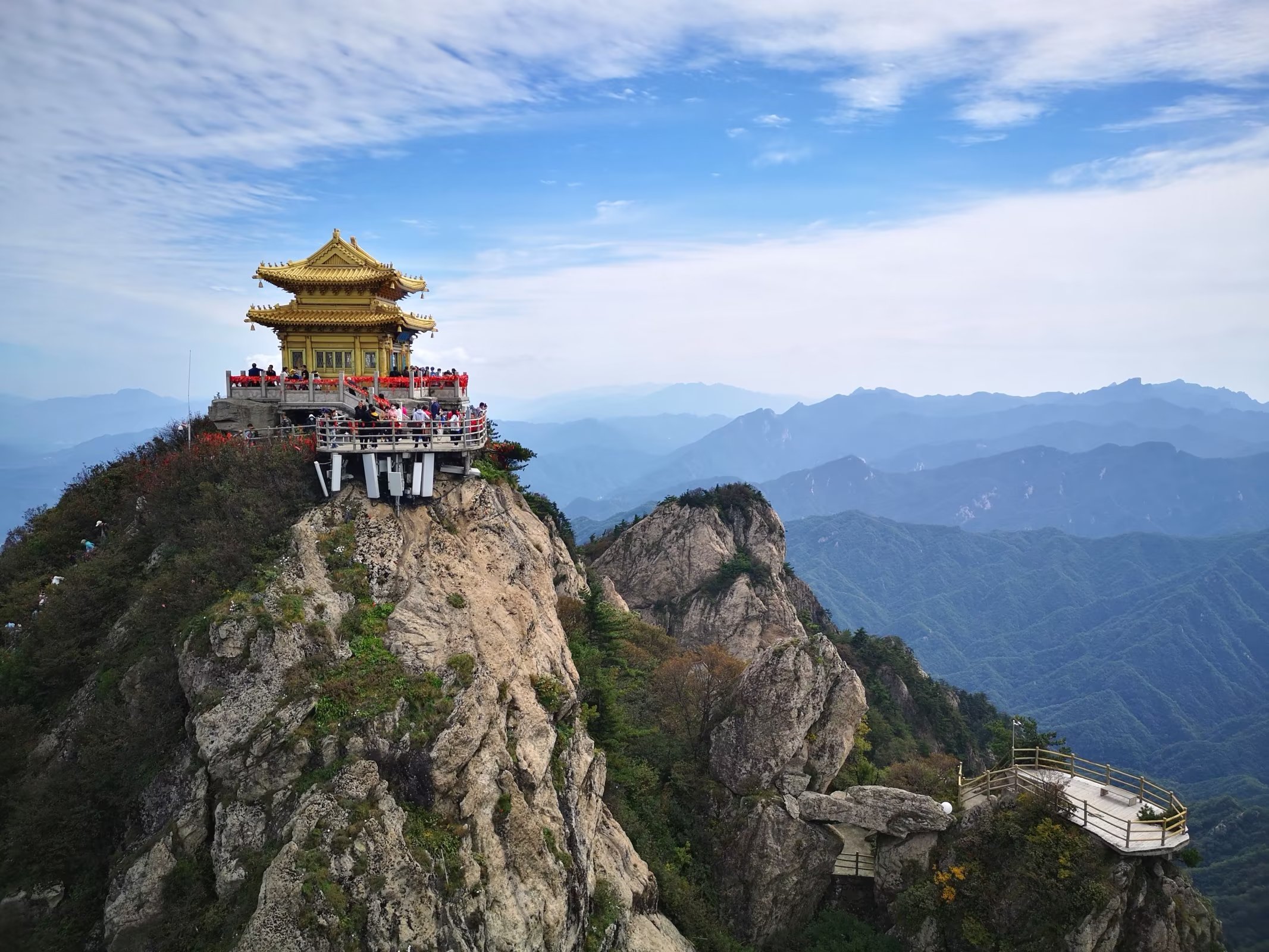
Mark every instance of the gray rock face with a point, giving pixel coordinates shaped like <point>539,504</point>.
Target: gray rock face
<point>510,788</point>
<point>894,854</point>
<point>896,813</point>
<point>136,897</point>
<point>662,563</point>
<point>1154,908</point>
<point>777,871</point>
<point>796,709</point>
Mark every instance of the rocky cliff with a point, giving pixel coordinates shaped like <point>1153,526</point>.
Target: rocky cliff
<point>384,748</point>
<point>711,569</point>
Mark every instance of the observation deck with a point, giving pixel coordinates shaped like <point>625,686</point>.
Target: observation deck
<point>1112,804</point>
<point>450,389</point>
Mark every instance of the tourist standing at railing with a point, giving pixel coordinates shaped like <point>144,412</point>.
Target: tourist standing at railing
<point>422,418</point>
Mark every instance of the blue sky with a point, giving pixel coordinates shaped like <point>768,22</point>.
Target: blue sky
<point>804,197</point>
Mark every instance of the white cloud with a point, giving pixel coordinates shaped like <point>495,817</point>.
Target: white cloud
<point>994,112</point>
<point>611,211</point>
<point>1197,108</point>
<point>1159,164</point>
<point>781,156</point>
<point>132,134</point>
<point>1065,290</point>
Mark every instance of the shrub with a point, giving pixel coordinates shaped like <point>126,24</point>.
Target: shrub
<point>1190,857</point>
<point>606,909</point>
<point>550,691</point>
<point>463,667</point>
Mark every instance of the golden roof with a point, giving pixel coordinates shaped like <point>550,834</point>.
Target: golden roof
<point>377,315</point>
<point>340,264</point>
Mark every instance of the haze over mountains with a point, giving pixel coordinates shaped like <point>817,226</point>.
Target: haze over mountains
<point>1127,644</point>
<point>881,424</point>
<point>1113,489</point>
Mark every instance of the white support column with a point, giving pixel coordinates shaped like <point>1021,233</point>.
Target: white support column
<point>372,475</point>
<point>321,479</point>
<point>430,474</point>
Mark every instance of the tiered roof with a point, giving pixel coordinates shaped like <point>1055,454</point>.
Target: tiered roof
<point>353,291</point>
<point>340,265</point>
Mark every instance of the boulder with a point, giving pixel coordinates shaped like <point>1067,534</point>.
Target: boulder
<point>796,706</point>
<point>889,810</point>
<point>136,897</point>
<point>895,853</point>
<point>776,870</point>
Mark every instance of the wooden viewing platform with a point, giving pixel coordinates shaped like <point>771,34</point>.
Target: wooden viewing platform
<point>1104,800</point>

-.-.-

-- Work required --
Write out the data precisely as given, excluding the pictures.

-- Written reply --
Mark every instance of the gray rock face with a point, giving pixel coordinates shaped like <point>539,504</point>.
Target: gray rock face
<point>510,788</point>
<point>894,854</point>
<point>896,813</point>
<point>136,897</point>
<point>662,563</point>
<point>1154,908</point>
<point>777,871</point>
<point>796,709</point>
Mark every instance of the rocky cliff with a point, giving pixel coordinates shaped like <point>1153,526</point>.
Target: rocky cliff
<point>384,748</point>
<point>711,569</point>
Mark every instance of the observation deck with a point, giving pixel coordinates shaped like <point>625,686</point>.
Target: observation deck
<point>1112,804</point>
<point>450,389</point>
Mark every instance of the tourist standing at railing with a point, giving pixel coordinates shaped like <point>144,412</point>.
Target: tourist standing at railing
<point>422,418</point>
Mark every instance of the blue sky with a point, giving pixel coordinates shaped like <point>768,22</point>.
Target: blue sky
<point>804,197</point>
Mark every instance of the white cloud with a point, giving pixel coordinates shaped like <point>495,817</point>.
Target: white cloud
<point>994,112</point>
<point>611,211</point>
<point>1197,108</point>
<point>1159,164</point>
<point>781,156</point>
<point>132,134</point>
<point>1065,290</point>
Mark every instance of the shrub with a point, giving pixel coordinates shaped like <point>126,24</point>.
Target: shrub
<point>1190,857</point>
<point>606,909</point>
<point>550,691</point>
<point>463,667</point>
Mark every instance of the golden roof with a point, giving pixel coordinates shaped like <point>550,834</point>.
Target: golden roof
<point>377,315</point>
<point>340,264</point>
Mark every instance of the haze over mountains with a point, giving pixel coordinates shaped like <point>817,226</point>.
Target: haze over mountains
<point>1127,644</point>
<point>881,424</point>
<point>1113,489</point>
Mark every instance of the white support column with a point, giving pixel coordinates shaped like <point>1021,233</point>.
Target: white support column
<point>372,475</point>
<point>321,479</point>
<point>430,474</point>
Mark every instance of the tiered roof with a point, giving pixel coordinates shaped like <point>1055,454</point>.
Target: tiered roof
<point>353,291</point>
<point>340,265</point>
Mark every instance of the boulder with a point, giving pixel coordinates shaped like <point>1067,534</point>.
Target: boulder
<point>796,706</point>
<point>889,810</point>
<point>136,897</point>
<point>895,853</point>
<point>776,870</point>
Mark every instance of the wooden viewing platform with a point, giving pixel coordinates shaped like <point>771,34</point>.
Target: wooden viewing platform
<point>1104,800</point>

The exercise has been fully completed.